====== TEXT BLOCK
The Compensation Act, § 33, creates a new cause of action, makes complete provision for all of its purposes, and is not controlled or limited by the death statute in any respect. Moore v. Christienson S.S. Co., 49 F.2d 807, affirmed, 53 F.2d 299; Hyde v. Southern Ry. Co., 31 App.D.C. 466. See also Smith's Dock Co. v. John Redhead Sons, (1912) 2 K.B. 323.

The Compensation Act and the death statute are inconsistent. Limitations of time are different; causes of action are different; beneficiaries are different; damages are different; and the distribution of damages is different.

The rules of the Supreme Court of the District of Columbia govern the form of action in this case and designate who must or may be made parties herein. These rules have the force of law. Judd Detweiler v. Gittings, 43 App.D.C. 304, 311; Murphy v. Gould, 39 App.D.C. 363, 367. The insurer, and the widow, both personally and as administratrix, are the real parties in interest. The employer has a direct but contingent liability. He should sue as assignor to the use of the Insurance Company, his assignee. See McKenzie v. Missouri Stables, 34 S.W.2d 136.

The technical niceties of pleading do not apply under compensation acts. Clough Molloy v. Shilling, 149 Md. 189. For variation in the manner of pleading parties plaintiff in death actions similar to that here presented, see Maryland Casualty Co. v. Union Bridge Co., 145 Md. 644; State Accident Fund v. New York, P. N.R. Co., 141 Md. 305; Bethlehem Steel Co. v. Raymond Concrete Pile Co., 141 Md. 67; Kaufman v. United Rys. Elec. Co., 135 Md. 524.

Mr. H. Clay Espey, with whom Messrs. Merritt U. Hayden and James O'D. Moran were on the brief, for respondent.

The two legal plaintiffs are entitled to bring suit under any theory as assignees only.

The administrator or executor of the deceased is the only proper party plaintiff in an action in the District of Columbia against a third party whose negligence has caused the death of the deceased. Fleming v. Capital Traction Co., 40 App.D.C. 489; Ferguson v. Railroad Co., 6 App.D.C. 525. Dist.: Hyde v. Southern Ry., 31 App.D.C. 466.
============
====== PROVIDED MATERIAL
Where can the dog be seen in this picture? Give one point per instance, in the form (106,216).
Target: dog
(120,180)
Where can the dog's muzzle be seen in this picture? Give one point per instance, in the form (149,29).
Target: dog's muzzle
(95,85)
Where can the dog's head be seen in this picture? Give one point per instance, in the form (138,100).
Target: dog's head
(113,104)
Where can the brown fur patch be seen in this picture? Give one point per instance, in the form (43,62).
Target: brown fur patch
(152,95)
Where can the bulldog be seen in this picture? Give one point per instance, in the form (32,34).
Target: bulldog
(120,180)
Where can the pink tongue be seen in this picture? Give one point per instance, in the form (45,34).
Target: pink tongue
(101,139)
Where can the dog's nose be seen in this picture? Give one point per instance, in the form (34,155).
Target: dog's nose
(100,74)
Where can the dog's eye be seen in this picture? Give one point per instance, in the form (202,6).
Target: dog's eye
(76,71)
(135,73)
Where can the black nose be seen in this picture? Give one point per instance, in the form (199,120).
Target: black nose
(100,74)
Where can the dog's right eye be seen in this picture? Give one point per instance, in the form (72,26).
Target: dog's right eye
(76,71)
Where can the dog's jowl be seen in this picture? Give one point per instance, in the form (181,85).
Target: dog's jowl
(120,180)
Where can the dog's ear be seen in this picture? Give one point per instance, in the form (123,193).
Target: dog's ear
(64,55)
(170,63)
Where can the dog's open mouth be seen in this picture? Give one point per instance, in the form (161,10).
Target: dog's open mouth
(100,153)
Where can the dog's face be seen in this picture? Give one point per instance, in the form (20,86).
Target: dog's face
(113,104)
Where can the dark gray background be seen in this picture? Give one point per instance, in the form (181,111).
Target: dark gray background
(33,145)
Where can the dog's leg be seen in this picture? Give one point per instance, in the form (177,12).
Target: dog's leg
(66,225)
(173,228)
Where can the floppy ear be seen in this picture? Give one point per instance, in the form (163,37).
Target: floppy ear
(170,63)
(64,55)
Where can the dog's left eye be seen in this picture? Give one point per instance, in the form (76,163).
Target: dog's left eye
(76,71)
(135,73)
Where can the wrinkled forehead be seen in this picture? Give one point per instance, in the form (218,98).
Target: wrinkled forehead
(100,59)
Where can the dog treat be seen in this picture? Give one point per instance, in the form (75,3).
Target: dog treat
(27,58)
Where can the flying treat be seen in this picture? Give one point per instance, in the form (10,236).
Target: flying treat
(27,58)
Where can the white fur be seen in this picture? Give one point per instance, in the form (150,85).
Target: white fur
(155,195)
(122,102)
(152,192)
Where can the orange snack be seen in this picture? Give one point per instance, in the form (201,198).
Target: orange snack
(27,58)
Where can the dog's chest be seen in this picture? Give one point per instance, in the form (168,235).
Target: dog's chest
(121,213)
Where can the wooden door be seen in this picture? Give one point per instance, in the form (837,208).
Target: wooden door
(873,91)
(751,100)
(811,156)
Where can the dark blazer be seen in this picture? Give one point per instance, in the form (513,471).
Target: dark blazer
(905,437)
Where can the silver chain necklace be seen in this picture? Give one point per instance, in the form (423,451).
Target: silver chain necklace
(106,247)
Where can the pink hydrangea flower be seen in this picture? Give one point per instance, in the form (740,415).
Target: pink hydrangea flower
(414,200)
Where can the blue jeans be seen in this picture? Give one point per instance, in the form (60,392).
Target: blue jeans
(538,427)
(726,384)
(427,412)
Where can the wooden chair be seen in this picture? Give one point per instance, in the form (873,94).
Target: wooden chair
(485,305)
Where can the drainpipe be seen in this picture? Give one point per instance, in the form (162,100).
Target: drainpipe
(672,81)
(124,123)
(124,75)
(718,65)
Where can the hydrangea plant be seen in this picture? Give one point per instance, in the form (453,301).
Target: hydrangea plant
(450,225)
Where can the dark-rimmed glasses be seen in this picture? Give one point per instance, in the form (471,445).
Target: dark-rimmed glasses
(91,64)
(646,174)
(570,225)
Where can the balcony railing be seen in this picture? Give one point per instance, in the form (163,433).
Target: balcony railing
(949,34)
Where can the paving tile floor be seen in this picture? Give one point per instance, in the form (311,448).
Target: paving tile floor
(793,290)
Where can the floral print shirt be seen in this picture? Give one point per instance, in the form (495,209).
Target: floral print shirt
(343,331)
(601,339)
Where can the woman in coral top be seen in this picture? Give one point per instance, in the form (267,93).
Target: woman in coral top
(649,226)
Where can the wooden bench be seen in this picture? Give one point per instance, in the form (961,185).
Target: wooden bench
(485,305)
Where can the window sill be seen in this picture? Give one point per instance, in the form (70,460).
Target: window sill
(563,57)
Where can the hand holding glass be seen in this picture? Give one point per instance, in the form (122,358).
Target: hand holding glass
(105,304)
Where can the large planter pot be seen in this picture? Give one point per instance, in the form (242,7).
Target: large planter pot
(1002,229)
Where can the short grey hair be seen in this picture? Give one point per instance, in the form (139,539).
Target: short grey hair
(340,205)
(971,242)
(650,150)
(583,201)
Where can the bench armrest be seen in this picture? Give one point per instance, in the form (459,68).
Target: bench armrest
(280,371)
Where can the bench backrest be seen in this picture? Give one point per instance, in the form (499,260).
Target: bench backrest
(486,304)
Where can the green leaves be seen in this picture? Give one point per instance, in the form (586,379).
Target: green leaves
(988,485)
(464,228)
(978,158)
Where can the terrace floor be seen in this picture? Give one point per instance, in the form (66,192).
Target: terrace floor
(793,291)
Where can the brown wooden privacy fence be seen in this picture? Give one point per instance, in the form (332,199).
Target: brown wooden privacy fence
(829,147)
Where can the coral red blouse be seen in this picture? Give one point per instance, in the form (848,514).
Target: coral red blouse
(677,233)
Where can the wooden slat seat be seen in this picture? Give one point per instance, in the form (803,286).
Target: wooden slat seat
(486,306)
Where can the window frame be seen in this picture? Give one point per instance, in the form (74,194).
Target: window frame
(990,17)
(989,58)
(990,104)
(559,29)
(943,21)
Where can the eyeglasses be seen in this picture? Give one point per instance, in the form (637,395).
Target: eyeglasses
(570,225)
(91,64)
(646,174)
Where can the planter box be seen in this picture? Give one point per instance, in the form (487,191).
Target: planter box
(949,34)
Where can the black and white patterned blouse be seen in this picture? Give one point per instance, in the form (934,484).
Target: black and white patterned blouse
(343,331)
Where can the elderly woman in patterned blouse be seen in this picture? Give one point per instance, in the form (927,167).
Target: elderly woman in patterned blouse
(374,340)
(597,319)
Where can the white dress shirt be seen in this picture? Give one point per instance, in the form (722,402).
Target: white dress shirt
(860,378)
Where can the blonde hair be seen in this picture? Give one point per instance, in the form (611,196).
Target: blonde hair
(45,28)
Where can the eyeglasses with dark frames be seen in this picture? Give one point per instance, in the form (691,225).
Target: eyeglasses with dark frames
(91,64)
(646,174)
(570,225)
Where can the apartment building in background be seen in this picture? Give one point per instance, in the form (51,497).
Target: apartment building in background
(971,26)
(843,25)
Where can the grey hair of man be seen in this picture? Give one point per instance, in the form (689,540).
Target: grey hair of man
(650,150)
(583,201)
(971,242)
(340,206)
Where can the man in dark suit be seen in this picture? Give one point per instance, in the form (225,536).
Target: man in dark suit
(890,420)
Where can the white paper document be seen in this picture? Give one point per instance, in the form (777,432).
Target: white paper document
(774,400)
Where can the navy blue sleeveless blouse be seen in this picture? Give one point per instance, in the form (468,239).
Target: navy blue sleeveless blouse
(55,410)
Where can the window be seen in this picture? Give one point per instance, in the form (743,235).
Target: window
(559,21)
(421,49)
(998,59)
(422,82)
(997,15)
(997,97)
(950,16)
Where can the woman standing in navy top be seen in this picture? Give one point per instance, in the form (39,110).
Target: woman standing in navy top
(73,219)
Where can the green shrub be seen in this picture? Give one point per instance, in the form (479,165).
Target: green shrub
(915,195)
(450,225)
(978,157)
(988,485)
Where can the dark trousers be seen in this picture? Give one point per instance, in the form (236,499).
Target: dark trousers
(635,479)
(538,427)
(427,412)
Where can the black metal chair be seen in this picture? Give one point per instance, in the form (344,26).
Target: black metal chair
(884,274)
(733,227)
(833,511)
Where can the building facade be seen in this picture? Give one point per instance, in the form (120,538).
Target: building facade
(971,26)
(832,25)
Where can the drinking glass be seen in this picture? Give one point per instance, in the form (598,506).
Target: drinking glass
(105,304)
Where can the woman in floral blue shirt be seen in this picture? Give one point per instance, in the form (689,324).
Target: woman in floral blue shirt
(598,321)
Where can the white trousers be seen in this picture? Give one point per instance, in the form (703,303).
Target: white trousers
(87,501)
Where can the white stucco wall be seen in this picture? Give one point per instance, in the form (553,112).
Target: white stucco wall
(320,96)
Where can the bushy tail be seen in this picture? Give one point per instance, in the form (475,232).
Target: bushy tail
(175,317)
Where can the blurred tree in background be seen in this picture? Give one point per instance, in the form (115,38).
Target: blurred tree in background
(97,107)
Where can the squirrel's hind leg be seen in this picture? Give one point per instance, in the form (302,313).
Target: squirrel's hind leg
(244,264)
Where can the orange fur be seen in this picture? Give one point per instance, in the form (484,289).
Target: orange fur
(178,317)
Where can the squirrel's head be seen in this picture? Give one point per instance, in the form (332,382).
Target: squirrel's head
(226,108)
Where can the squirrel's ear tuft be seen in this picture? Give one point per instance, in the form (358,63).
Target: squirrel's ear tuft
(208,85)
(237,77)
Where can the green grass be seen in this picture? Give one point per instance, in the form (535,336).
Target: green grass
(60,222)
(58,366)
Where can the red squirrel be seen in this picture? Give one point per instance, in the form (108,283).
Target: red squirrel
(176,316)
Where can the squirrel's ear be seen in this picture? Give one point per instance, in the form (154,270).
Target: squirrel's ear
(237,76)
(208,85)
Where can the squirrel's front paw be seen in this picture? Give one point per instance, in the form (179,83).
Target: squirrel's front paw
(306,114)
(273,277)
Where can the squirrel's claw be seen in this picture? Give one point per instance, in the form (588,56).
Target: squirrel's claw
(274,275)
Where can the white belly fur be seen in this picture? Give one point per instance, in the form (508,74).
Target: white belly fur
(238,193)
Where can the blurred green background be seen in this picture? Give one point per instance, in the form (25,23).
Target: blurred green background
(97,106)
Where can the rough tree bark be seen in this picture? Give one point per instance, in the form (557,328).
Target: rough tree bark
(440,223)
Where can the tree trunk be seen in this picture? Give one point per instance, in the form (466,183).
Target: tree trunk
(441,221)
============
> _TASK DETAILS_
Answer these questions using the text on the Compensation Act:
1. Which section of the Compensation Act creates a new cause of action?
2. Who are the real parties in interest?
3. Who appeared for respondent?

> _FINISHED TASK_
1. Section 33 (§ 33).
2. The insurer and the widow, both personally and as administratrix.
3. Mr. H. Clay Espey.